*** Opening Text shown ***
Following in the footsteps of its urban areas, even the Naxal-affected, tribal dominated belts of Chhattisgarh have recorded a significant fall in child sex ratio
Violence and inaccessibility are no barriers when it comes to sex selection technology, if the provisional Census figures for Chhattisgarh are any indication.
A falling child sex ratio across the State suggests that ultrasound machines have made inroads into the left wing extremism (LWE) affected tribal belts which the government machinery finds difficult to access. Though there are no public services like schools and health facilities available in some of these areas, private health clinics having ultrasound machines seem to be flourishing.
The number of girls to 1,000 boys in the age group of 0-6 years has dropped from 975 in the 2001 Census to 964 in the 2011 Census (provisional figures) with the ratio showing a sharp decline in urban centres but showing a drop in most of the tribal belts which are inaccessible for many others due to thick forest cover, difficult terrain and LWE. However, the overall sex ratio has shown a slight improvement with 991 women to 1,000 men that was 989 during the last census. The national average for child sex ratio is 914 girls for 1,000 boys and Chhattisgarh is better placed in comparison.
“The falling child sex ratio has not surprised me. It was within two years of the 2001 Census that we had drawn the attention of the State government towards the increasing trend of sex selective abortions but it was in a denial mode and continues to be so even now,” Sabu George, civil society activist who works on girl child, told The Hindu.
Warning that the coming years would be even worse, Mr. George said violence and failure of the government to counter the unscrupulous elements were the two main reasons for the present state of affairs. “While violence impacts women and children the most, the government’s inability to implement regulations adds to it,” he said while pointing out that the State government did not register ultrasound machines even in cities like Raipur and Bilaspur until two years ago.
*** Closing Text shown ***
*** Opening Dataset records ***
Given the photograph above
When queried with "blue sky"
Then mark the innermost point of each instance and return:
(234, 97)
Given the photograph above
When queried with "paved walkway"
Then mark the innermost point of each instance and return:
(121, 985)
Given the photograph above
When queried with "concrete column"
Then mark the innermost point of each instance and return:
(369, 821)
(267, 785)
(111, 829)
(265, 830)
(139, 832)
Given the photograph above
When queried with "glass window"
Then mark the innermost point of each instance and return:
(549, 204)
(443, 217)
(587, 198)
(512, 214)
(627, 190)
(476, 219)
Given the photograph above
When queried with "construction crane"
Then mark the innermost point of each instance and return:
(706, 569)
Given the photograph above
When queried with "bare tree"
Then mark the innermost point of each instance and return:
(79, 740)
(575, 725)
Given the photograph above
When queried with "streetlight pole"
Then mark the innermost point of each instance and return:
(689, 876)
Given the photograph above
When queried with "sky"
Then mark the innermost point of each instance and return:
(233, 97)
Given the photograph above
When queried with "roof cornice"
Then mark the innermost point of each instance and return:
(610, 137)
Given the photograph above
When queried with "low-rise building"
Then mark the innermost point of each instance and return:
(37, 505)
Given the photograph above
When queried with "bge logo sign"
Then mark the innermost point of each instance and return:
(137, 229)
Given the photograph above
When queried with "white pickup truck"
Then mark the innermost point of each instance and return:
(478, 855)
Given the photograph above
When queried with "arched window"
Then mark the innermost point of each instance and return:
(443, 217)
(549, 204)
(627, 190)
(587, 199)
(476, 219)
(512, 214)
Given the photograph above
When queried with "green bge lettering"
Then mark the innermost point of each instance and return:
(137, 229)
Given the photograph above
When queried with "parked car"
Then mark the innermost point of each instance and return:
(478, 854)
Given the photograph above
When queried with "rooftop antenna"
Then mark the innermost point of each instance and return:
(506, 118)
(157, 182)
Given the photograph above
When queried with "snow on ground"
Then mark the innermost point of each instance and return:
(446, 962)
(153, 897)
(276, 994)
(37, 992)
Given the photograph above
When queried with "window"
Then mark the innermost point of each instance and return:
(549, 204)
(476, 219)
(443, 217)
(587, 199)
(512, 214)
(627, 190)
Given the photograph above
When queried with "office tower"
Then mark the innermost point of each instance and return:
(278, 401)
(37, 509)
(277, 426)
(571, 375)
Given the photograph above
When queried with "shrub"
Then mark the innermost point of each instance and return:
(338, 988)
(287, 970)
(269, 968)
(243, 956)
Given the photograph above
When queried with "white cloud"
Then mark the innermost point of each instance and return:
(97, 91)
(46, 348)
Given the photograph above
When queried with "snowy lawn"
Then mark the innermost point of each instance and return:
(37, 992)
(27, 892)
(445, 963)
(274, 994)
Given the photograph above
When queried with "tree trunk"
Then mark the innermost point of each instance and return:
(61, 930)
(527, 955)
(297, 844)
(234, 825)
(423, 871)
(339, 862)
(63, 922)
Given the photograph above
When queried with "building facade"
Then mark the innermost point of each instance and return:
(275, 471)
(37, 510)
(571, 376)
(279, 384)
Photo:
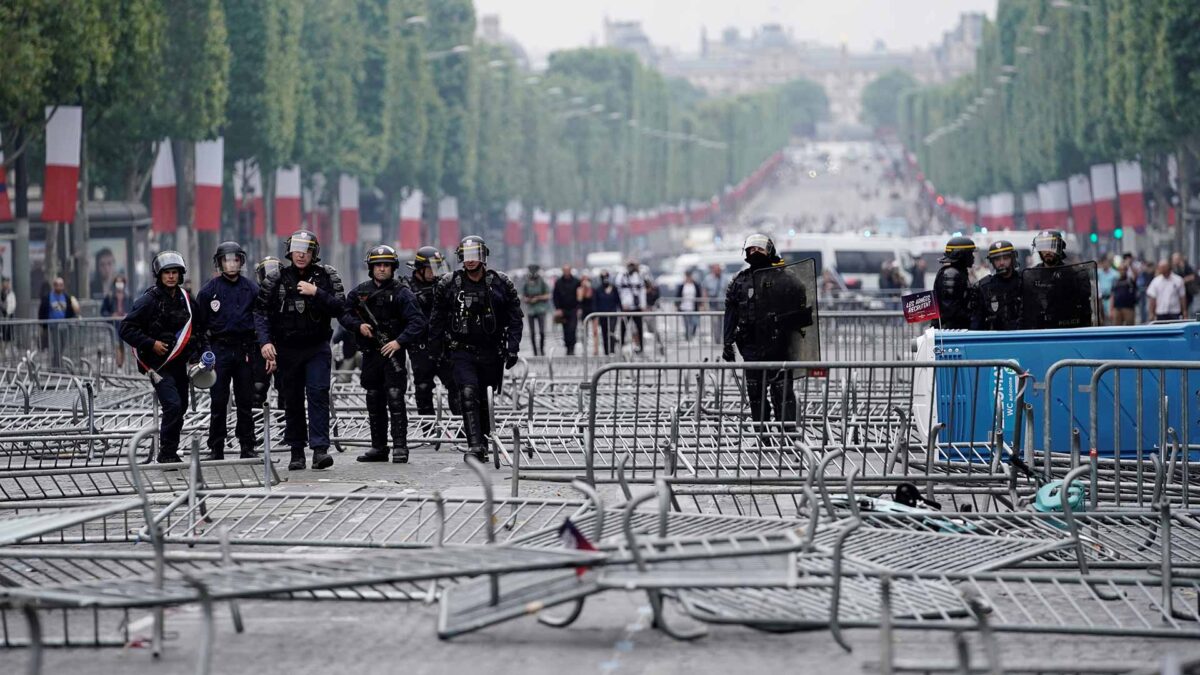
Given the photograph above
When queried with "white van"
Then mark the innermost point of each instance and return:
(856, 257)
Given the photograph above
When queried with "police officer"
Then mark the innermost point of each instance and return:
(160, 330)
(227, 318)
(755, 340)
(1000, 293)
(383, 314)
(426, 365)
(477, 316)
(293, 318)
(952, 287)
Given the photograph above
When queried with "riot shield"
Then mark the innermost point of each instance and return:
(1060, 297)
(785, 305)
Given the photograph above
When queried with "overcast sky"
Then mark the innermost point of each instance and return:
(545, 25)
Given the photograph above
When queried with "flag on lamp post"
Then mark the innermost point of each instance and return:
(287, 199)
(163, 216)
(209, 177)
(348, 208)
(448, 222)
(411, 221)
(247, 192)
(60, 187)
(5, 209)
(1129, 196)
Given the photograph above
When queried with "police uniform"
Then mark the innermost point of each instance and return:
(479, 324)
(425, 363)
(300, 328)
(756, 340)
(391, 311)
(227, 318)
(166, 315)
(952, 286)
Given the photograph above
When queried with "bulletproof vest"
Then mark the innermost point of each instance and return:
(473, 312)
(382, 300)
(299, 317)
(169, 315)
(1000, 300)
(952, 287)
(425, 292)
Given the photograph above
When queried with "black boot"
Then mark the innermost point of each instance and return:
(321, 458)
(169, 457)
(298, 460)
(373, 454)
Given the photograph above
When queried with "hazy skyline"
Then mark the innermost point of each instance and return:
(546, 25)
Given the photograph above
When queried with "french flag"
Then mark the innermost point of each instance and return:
*** Closing Dataset records ***
[Tasks and exercises]
1 - Answer these questions using the Chhattisgarh article:
(a) What was the child sex ratio in Chhattisgarh in the 2001 Census?
(b) In which two cities did the State government not register ultrasound machines until two years ago?
(c) Which newspaper did Sabu George speak to?
2 - According to the Chhattisgarh article, what makes many of the tribal belts inaccessible? List every reason it gives.
3 - Please print everything in the Chhattisgarh article from "The number of" down to "placed in comparison.".

[Numbered answers]
1 -
(a) 975 girls to 1,000 boys
(b) Raipur and Bilaspur
(c) The Hindu

2 -
- Thick forest cover
- Difficult terrain
- LWE (left wing extremism)

3 -
The number of girls to 1,000 boys in the age group of 0-6 years has dropped from 975 in the 2001 Census to 964 in the 2011 Census (provisional figures) with the ratio showing a sharp decline in urban centres but showing a drop in most of the tribal belts which are inaccessible for many others due to thick forest cover, difficult terrain and LWE. However, the overall sex ratio has shown a slight improvement with 991 women to 1,000 men that was 989 during the last census. The national average for child sex ratio is 914 girls for 1,000 boys and Chhattisgarh is better placed in comparison.